Repeat the whole listing exactly.

'''

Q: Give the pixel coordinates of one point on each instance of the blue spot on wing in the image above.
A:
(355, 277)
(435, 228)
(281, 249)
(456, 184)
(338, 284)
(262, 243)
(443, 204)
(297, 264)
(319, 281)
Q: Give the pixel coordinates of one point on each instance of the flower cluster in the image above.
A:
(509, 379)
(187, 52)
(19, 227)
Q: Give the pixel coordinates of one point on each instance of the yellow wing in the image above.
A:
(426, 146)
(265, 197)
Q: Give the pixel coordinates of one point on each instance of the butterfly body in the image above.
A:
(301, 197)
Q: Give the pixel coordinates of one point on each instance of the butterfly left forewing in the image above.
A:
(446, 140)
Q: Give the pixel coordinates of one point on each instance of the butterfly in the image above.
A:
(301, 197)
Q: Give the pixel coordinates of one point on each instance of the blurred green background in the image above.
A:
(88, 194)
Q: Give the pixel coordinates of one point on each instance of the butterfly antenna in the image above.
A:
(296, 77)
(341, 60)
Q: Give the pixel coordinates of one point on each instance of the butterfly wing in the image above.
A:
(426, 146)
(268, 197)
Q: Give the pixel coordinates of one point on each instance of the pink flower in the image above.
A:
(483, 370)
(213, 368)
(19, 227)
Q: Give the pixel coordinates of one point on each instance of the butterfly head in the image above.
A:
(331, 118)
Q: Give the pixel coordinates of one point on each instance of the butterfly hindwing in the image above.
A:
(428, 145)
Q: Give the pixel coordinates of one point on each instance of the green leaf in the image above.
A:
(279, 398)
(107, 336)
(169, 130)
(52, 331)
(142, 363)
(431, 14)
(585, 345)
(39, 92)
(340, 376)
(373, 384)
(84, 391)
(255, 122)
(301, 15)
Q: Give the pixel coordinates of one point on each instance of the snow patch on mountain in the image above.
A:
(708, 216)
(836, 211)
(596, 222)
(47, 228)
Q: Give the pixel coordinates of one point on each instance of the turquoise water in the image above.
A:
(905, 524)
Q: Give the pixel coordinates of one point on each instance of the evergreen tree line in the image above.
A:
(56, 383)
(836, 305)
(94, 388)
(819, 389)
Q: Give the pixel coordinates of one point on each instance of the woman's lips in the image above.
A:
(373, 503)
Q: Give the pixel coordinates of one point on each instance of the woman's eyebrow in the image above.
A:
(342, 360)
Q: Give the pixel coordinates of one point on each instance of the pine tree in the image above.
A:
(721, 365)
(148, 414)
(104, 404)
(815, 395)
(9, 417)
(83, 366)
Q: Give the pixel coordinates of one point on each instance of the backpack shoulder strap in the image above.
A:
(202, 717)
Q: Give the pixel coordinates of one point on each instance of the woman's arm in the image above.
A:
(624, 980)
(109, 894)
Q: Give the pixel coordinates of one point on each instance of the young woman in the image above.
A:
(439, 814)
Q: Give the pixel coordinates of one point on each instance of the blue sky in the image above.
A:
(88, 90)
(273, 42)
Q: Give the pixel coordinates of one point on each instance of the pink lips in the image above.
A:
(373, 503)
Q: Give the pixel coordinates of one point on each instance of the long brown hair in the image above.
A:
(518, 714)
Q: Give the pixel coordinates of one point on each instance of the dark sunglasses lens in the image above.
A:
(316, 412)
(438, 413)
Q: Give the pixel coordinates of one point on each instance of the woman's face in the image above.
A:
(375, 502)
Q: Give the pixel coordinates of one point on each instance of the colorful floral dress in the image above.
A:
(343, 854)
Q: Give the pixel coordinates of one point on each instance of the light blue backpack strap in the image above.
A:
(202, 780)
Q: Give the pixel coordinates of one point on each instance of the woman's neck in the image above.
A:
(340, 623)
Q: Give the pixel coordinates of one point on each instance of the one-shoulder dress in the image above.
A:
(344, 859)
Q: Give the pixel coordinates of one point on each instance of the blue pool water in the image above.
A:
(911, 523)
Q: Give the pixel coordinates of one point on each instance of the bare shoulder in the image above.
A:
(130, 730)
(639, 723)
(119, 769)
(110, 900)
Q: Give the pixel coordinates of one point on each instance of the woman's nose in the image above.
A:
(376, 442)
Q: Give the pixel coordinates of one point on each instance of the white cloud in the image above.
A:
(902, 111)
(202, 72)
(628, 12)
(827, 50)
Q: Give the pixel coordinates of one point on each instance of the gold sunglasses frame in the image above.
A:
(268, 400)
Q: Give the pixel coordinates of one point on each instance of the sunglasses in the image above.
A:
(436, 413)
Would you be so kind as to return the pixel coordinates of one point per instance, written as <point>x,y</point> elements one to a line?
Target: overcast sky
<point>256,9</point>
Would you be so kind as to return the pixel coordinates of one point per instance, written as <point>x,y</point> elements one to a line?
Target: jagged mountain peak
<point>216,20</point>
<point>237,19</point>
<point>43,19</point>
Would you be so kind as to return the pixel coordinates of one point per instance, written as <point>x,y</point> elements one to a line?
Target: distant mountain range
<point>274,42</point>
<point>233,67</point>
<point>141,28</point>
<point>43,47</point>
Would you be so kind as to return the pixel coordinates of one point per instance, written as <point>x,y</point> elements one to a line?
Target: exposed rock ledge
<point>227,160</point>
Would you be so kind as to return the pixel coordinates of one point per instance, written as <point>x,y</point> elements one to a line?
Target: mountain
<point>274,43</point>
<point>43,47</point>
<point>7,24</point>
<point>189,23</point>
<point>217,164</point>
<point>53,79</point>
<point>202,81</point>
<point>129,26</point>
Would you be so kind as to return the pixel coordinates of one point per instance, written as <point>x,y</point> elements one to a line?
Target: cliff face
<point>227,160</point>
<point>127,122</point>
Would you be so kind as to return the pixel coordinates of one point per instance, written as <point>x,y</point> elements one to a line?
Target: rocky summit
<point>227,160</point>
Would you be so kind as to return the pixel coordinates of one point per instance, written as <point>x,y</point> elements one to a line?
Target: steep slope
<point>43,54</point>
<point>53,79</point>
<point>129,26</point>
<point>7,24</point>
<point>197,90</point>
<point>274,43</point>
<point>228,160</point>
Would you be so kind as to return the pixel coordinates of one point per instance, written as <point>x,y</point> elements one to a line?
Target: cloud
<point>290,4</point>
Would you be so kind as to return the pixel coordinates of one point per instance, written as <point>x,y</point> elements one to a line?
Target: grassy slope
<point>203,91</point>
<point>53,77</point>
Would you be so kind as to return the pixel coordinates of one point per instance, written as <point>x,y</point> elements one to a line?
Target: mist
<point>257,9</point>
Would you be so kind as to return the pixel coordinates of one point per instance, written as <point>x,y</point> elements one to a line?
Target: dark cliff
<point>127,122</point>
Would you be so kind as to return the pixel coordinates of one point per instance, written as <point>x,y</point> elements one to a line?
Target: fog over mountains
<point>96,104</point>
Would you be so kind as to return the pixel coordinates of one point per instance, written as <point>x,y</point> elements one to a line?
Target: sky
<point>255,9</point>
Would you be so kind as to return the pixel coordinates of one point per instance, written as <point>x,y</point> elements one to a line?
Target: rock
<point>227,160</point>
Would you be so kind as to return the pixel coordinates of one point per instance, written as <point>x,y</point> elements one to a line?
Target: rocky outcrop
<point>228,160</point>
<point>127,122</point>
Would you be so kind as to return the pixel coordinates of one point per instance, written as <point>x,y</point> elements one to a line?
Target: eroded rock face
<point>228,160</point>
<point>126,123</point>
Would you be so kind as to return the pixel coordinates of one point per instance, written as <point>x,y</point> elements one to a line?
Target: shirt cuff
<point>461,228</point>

'''

▸ Result of the exercise
Q: Give the pixel coordinates of one point on each instance of the blue spot on wing in the image above.
A:
(355, 277)
(435, 228)
(281, 249)
(456, 184)
(338, 284)
(262, 243)
(443, 204)
(297, 264)
(319, 281)
Q: Give the pixel coordinates of one point on each instance of the flower cluster in the image above.
A:
(509, 379)
(187, 52)
(19, 227)
Q: Give the pixel coordinates of one point on each instance of the yellow wing in the image above.
A:
(426, 146)
(265, 197)
Q: Give the pixel coordinates of one point on each instance of the butterfly body in the image above.
A:
(301, 197)
Q: Give the pixel coordinates of one point on each instance of the butterfly left forewing in the image above.
A:
(446, 140)
Q: Give the pixel coordinates of one point on each instance of the butterfly in the image above.
A:
(301, 197)
Q: Give the pixel coordinates of one point on each instance of the blurred green background in the image above.
A:
(88, 194)
Q: Give the pixel coordinates of one point on each instance of the butterfly antenna in the image above.
A:
(296, 77)
(341, 60)
Q: Give the pixel coordinates of one point on each instance of the butterfly wing in the image above.
A:
(426, 146)
(268, 197)
Q: Give the pixel coordinates of one point on each instance of the pink flower in the image above.
A:
(483, 370)
(213, 368)
(19, 227)
Q: Give the pixel coordinates of one point on each instance of the butterfly head in the image above.
A:
(331, 118)
Q: Give the pixel coordinates of one point on each instance of the butterfly hindwing in the image above.
A:
(428, 145)
Q: Give the pixel coordinates of one point on each instance of the green leaf in the image above.
A:
(279, 398)
(107, 336)
(169, 130)
(52, 331)
(142, 363)
(431, 14)
(585, 345)
(39, 92)
(340, 376)
(373, 384)
(84, 391)
(255, 122)
(301, 15)
Q: Give the pixel coordinates of one point on each instance of the snow patch on mountain in the image above.
A:
(708, 216)
(836, 211)
(596, 222)
(47, 228)
Q: Give the pixel coordinates of one point on each instance of the turquoise water in the image above.
A:
(905, 524)
Q: Give the pixel coordinates of one point on each instance of the evergreen tree line in the image above.
A:
(56, 383)
(836, 305)
(94, 388)
(819, 389)
Q: Give the pixel coordinates of one point on each instance of the woman's lips in the image above.
A:
(373, 503)
Q: Give the pixel coordinates of one point on each instance of the woman's eyebrow in the image above.
A:
(342, 360)
Q: Give the pixel coordinates of one point on each instance of the pine tree in the image above.
A:
(721, 365)
(148, 414)
(104, 404)
(815, 395)
(9, 417)
(83, 366)
Q: Give the pixel coordinates of one point on each instance of the backpack shoulder strap in the image above.
A:
(202, 717)
Q: Give the pixel coordinates of one point on each instance of the woman's arm in the image above.
A:
(624, 980)
(109, 894)
Q: Give the pixel coordinates of one point on each instance of the young woman in the image above.
A:
(439, 814)
Q: Give the pixel coordinates of one point on each instance of the blue sky in the image above.
A:
(88, 90)
(273, 42)
Q: Give the pixel coordinates of one point on each instance of the pink lips in the image above.
A:
(373, 503)
Q: Give the pixel coordinates of one point on each instance of the long brown hair in the image above.
A:
(518, 714)
Q: Give the pixel coordinates of one point on each instance of the dark sunglasses lens in the image above.
A:
(316, 412)
(438, 413)
Q: Give the pixel coordinates of one point on each instance of the woman's face in the image above.
A:
(375, 502)
Q: Give the pixel coordinates of one point on each instance of the colorful floral dress in the image above.
A:
(343, 854)
Q: Give the pixel coordinates of one point on each instance of the light blue backpack strap in the image above.
A:
(202, 780)
Q: Give the pixel coordinates of one point on each instance of the woman's neck in the image above.
A:
(340, 623)
Q: Give the pixel coordinates of one point on each instance of the one-shoulder dress in the image above.
A:
(344, 859)
Q: Give the pixel coordinates of one point on each instance of the blue pool water in the image above.
A:
(911, 523)
Q: Give the pixel coordinates of one point on each instance of the bare shoulder in the image above.
A:
(130, 730)
(639, 723)
(119, 769)
(110, 900)
Q: Give the pixel coordinates of one point on each instance of the woman's nose in the image above.
A:
(376, 442)
Q: Give the pixel coordinates of one point on each instance of the white cloud in the image above.
A:
(902, 111)
(202, 72)
(628, 12)
(827, 50)
Q: Give the pixel coordinates of one point on each instance of the gold sunglasses frame in the image above.
A:
(268, 400)
Q: Give the pixel coordinates of one point on each instance of the sunglasses in the image above.
A:
(436, 413)
Would you be so kind as to return the pixel coordinates of one point per instance, written as <point>x,y</point> elements one to a line?
Target: overcast sky
<point>256,9</point>
Would you be so kind as to return the pixel coordinates of one point per instance, written as <point>x,y</point> elements one to a line?
Target: jagged mountain peak
<point>216,20</point>
<point>237,19</point>
<point>43,19</point>
Would you be so kind as to return the pixel coordinates of one point per instance, written as <point>x,y</point> elements one to a line?
Target: distant mountain range
<point>274,42</point>
<point>233,67</point>
<point>141,28</point>
<point>43,47</point>
Would you be so kind as to return the pixel coordinates of one point per instance, written as <point>x,y</point> elements one to a line?
Target: exposed rock ledge
<point>227,160</point>
Would you be so kind as to return the pixel coordinates of one point per instance, written as <point>x,y</point> elements one to a line?
Target: mountain
<point>274,43</point>
<point>43,47</point>
<point>7,24</point>
<point>189,23</point>
<point>217,164</point>
<point>53,79</point>
<point>202,81</point>
<point>129,26</point>
Would you be so kind as to return the pixel coordinates of one point per instance, written as <point>x,y</point> elements one to a line?
Target: cliff face
<point>227,160</point>
<point>127,122</point>
Would you be so kind as to return the pixel coordinates of one point per instance, written as <point>x,y</point> elements one to a line?
Target: rocky summit
<point>227,160</point>
Would you be so kind as to return the pixel coordinates of one point per instance, written as <point>x,y</point> elements one to a line?
Target: steep slope
<point>43,54</point>
<point>53,79</point>
<point>129,26</point>
<point>7,24</point>
<point>197,90</point>
<point>274,43</point>
<point>228,160</point>
Would you be so kind as to return the pixel coordinates of one point per instance, written as <point>x,y</point> elements one to a line?
Target: cloud
<point>290,4</point>
Would you be so kind as to return the pixel coordinates of one point per instance, written as <point>x,y</point> elements one to a line?
Target: grassy slope
<point>203,91</point>
<point>53,77</point>
Would you be so kind as to return the pixel coordinates of one point per instance, written as <point>x,y</point> elements one to a line?
Target: mist
<point>257,9</point>
Would you be so kind as to return the pixel coordinates of one point per instance, written as <point>x,y</point> elements one to a line?
Target: dark cliff
<point>127,122</point>
Would you be so kind as to return the pixel coordinates of one point per instance, written as <point>x,y</point> elements one to a line?
Target: fog over mountains
<point>96,104</point>
Would you be so kind as to return the pixel coordinates of one point per instance, written as <point>x,y</point> elements one to a line?
Target: sky
<point>255,9</point>
Would you be so kind as to return the pixel coordinates of one point per instance, written as <point>x,y</point> elements one to a line?
Target: rock
<point>227,160</point>
Would you be so kind as to return the pixel coordinates of one point per instance, written as <point>x,y</point> elements one to a line?
Target: rocky outcrop
<point>228,160</point>
<point>127,122</point>
Would you be so kind as to return the pixel coordinates of one point per instance, written as <point>x,y</point> elements one to a line?
Target: eroded rock face
<point>228,160</point>
<point>126,123</point>
Would you be so kind as to return the pixel coordinates of one point per instance, written as <point>x,y</point> elements one to a line?
Target: shirt cuff
<point>461,228</point>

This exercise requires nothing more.